-- TASKS FOR THIS EXERCISE --
1 > In the passage on Racing's women's team, why did Rocío Bueno's move to Sassuolo mark a milestone in Argentine women's football? Answer in one to three sentences.
2 > Please translate this sentence from the passage on Racing's women's team into Spanish: "In August 2022, star striker and captain Rocío Bueno completed a historic move to Italian Serie A side Sassuolo."
3 > Pick up the passage on Racing's women's team after its final sentence and write what comes next.
** Begin EXCERPT PROVIDED **
Racing's return to the Primera División was immediately competitive. In the 2018–19 championship, the team capped a dominant opening stage at the top of Zone A with 22 points from nine matches, recording seven wins, one draw, and just one defeat while conceding only three goals. That performance qualified Racing for the elite Fase Campeonato alongside the country's leading clubs. During this landmark campaign, in March 2019, the AFA officially declared the full professionalization of the Primera División A, establishing a formal professional framework for top-flight clubs. Facing top-tier opposition in the championship phase, Racing finished sixth with nine points from 14 matches.

The club's most significant breakthrough arrived in 2022, as Racing established itself as a true domestic power. Racing claimed third place in the Primera División with a record-setting 47 points from 20 matches (15 wins, two draws, and three losses). Scoring 48 goals and conceding just 16, the team completed the finest top-flight campaign in the history of Racing's women's section. The campaign featured statement victories over traditional powerhouses San Lorenzo, River Plate, and Independiente, making Racing the first club outside the established "big four" of Boca Juniors, River Plate, UAI Urquiza, and San Lorenzo to break into the top four since 2013.

That same year, Racing also featured in the national Copa Federal, facing eventual finalists Belgrano in a hard-fought round of 16 encounter that ended 1–1 before Belgrano narrowly advanced on penalties.

Racing's rapid rise and institutional modernization were further demonstrated by landmark player transfers to international leagues. In August 2022, star striker and captain Rocío Bueno completed a historic move to Italian Serie A side Sassuolo. The transfer marked a milestone in Argentine women's football, as Bueno became the first player in national history whose overseas transfer generated a direct fee for her parent club (€2,000 loan fee with a €25,000 purchase option).
** End EXCERPT PROVIDED **
** Begin RECORD EXCERPTS **
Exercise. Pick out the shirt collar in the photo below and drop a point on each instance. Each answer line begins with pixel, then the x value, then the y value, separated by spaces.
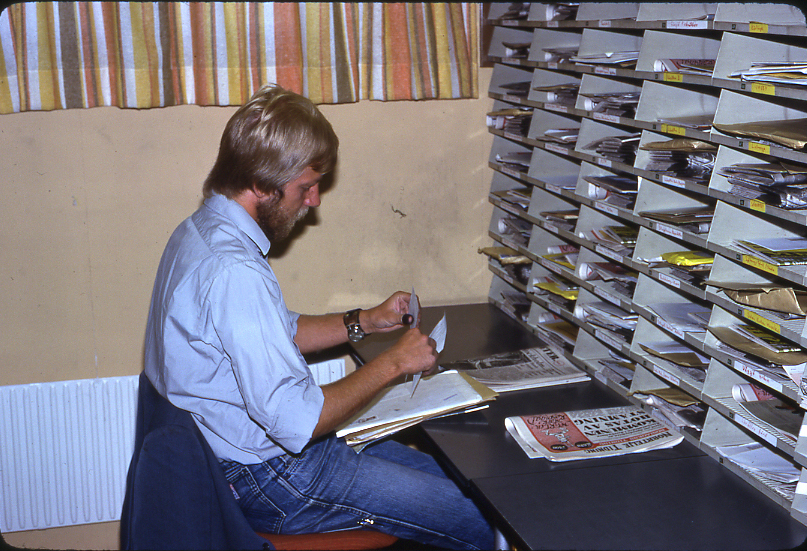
pixel 241 218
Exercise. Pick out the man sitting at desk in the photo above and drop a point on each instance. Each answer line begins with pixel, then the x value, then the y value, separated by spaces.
pixel 221 344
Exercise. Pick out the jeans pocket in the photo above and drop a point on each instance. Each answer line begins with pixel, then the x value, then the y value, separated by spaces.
pixel 261 512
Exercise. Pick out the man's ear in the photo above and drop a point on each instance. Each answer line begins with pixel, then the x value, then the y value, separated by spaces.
pixel 260 194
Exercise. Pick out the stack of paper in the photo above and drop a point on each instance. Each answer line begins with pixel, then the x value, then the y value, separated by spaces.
pixel 693 219
pixel 790 301
pixel 396 407
pixel 563 94
pixel 573 435
pixel 516 11
pixel 557 290
pixel 790 133
pixel 791 73
pixel 678 356
pixel 618 190
pixel 682 159
pixel 618 368
pixel 623 59
pixel 768 409
pixel 780 184
pixel 560 135
pixel 674 406
pixel 689 66
pixel 517 160
pixel 781 251
pixel 514 120
pixel 775 471
pixel 620 239
pixel 521 88
pixel 516 50
pixel 515 228
pixel 530 368
pixel 563 219
pixel 620 148
pixel 616 104
pixel 608 316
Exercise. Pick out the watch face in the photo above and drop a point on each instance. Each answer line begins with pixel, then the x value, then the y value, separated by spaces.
pixel 354 333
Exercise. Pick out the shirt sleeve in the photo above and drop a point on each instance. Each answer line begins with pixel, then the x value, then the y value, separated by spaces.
pixel 256 332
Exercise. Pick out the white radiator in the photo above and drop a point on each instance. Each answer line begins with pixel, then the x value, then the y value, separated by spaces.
pixel 65 449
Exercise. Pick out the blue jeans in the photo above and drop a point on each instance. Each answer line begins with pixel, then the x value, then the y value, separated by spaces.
pixel 388 487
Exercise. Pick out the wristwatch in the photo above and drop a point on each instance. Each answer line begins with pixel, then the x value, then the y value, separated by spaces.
pixel 354 330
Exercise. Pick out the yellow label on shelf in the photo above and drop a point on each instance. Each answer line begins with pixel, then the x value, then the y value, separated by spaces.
pixel 759 148
pixel 758 27
pixel 672 129
pixel 755 262
pixel 762 88
pixel 757 205
pixel 764 322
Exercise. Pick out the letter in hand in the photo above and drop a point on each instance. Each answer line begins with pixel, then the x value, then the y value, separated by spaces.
pixel 414 313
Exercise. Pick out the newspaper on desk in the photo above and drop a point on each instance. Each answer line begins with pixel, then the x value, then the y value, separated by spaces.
pixel 530 368
pixel 396 408
pixel 572 435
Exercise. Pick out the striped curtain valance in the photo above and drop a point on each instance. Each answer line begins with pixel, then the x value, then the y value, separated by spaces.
pixel 61 55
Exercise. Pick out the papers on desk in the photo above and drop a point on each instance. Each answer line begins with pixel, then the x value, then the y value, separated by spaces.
pixel 530 368
pixel 573 435
pixel 396 408
pixel 773 470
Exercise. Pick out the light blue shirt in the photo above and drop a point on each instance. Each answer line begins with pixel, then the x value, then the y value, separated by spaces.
pixel 220 340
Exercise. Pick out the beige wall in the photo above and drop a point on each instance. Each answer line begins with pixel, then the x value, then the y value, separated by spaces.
pixel 91 196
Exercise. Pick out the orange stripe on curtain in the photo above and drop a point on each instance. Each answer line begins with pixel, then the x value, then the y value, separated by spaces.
pixel 57 55
pixel 288 46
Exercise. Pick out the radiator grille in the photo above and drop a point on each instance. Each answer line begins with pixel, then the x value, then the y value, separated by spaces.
pixel 65 449
pixel 64 452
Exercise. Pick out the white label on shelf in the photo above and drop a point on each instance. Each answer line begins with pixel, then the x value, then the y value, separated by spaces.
pixel 687 25
pixel 603 294
pixel 509 208
pixel 608 339
pixel 606 118
pixel 669 230
pixel 557 148
pixel 758 375
pixel 556 107
pixel 610 71
pixel 669 377
pixel 601 377
pixel 677 182
pixel 608 253
pixel 551 266
pixel 605 207
pixel 510 171
pixel 759 431
pixel 669 280
pixel 664 324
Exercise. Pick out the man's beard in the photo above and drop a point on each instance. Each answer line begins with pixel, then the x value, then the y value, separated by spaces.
pixel 275 220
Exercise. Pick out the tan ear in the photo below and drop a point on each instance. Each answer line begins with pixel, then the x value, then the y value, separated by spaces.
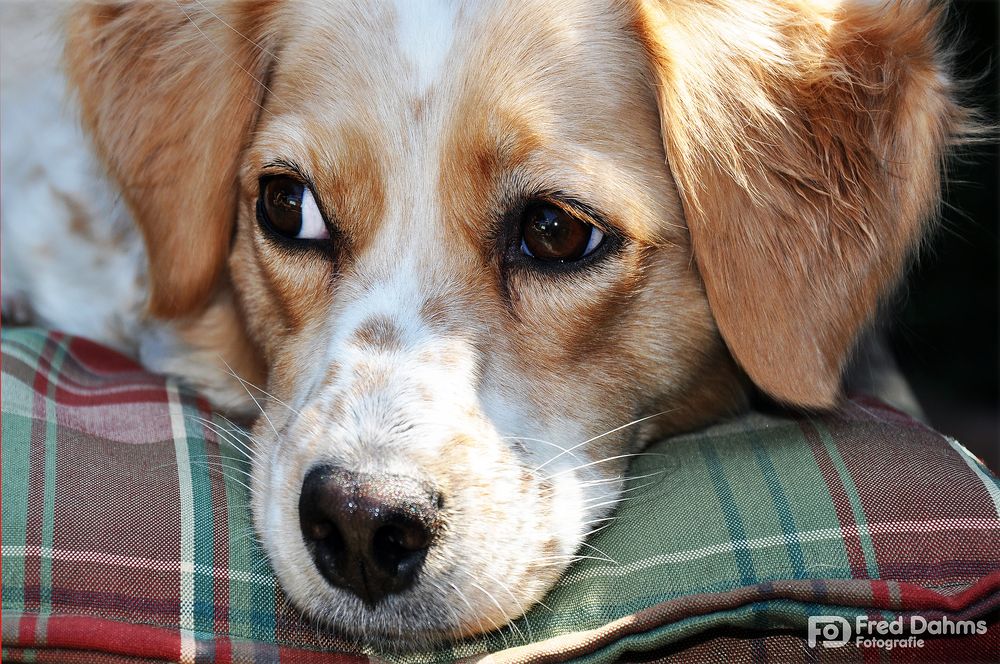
pixel 806 140
pixel 169 92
** End RECORD EXCERPTS **
-- RESPONSE LIST --
1 > Bueno became the first player in Argentina's history whose transfer abroad produced a direct fee for her parent club. The deal included a €2,000 loan fee and a €25,000 purchase option.

2 > En agosto de 2022, la delantera estrella y capitana Rocío Bueno concretó un pase histórico al Sassuolo de la Serie A italiana.

3 >
In July 2023, defender Luana Muñoz signed a two-year contract with Celtic Women, becoming the first Argentine footballer to play in the Scottish Women's Premier League, with Racing retaining a 20 per cent sell-on clause. This international expansion continued when playmaker Agostina Holzheier secured a transfer to NWSL side Bay FC in the United States, further establishing the club's reputation as a developer of talent for top global leagues.

The period beginning in 2017 marked a complete transformation. Racing executed a rapid ascent from the second division into the top flight, established itself as an elite contender in the professionalized Primera División, set club point records, and pioneered international player transfers that set new standards across Argentine women's football.

=== 2026 Apertura: First AFA title ===

Building on its runner-up finish in the second tournament of 2025, Racing entered 2026 under head coach Héctor Bracamonte with much of its squad intact. The 2026 Torneo Apertura of the Primera División A featured 16 teams competing in a single round-robin format.

Racing opened the campaign on 15 March with a 6–0 victory over Lanús at the Predio Tita Mattiussi. Five days later, the team secured a 3–2 away win against Boca Juniors—headlined by a long-range goal from Rocío Bueno—to take early possession of first place. Racing maintained its lead through the autumn, recording a 1–0 win over San Lorenzo and a 4–0 victory away to Banfield in June. In round ten, Racing recovered from an early second-half deficit against River Plate, winning 3–1 following two goals from Agostina Holzheier and a late strike by team captain Sindy Ramírez.

By July, the title race had narrowed to a head-to-head contest with San Lorenzo. A 3–1 victory over rivals Independiente in the Avellaneda derby kept Racing level on points at the top. In the penultimate round against Unión, Marleidy Cossio scored a 94th-minute header to seal a 2–1 victory and preserve the tie at the summit.

The championship was decided on the final matchday, 22 July 2026. Playing away to San Luis FC, Racing won 2–0 through second-half goals from Bueno and Cossio. Coupled with San Lorenzo's defeat to Lanús that same afternoon, Racing clinched the title outright by three points, ending the tournament with 38 points from 15 matches (12 wins, two draws, one loss).

The victory marked the first official AFA top-flight title in the history of Racing's women's section, coming three decades after the club's official AFA debut in 1996.

==Players==
===Current squad===
.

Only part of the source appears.